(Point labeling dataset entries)
━━━━
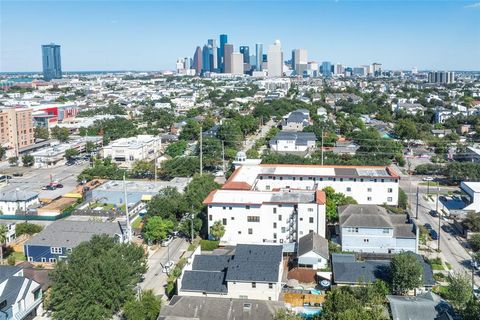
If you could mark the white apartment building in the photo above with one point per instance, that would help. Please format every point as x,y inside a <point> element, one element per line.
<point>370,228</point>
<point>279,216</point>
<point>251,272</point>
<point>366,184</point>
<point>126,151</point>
━━━━
[Aim]
Return every line of the entries above word for word, without the pictures.

[Task result]
If you could mark the white apartment building in the photo above with one point per instance, that would help. Please format every point as x,y inside a <point> element, one element per line.
<point>370,228</point>
<point>279,216</point>
<point>251,272</point>
<point>366,184</point>
<point>126,151</point>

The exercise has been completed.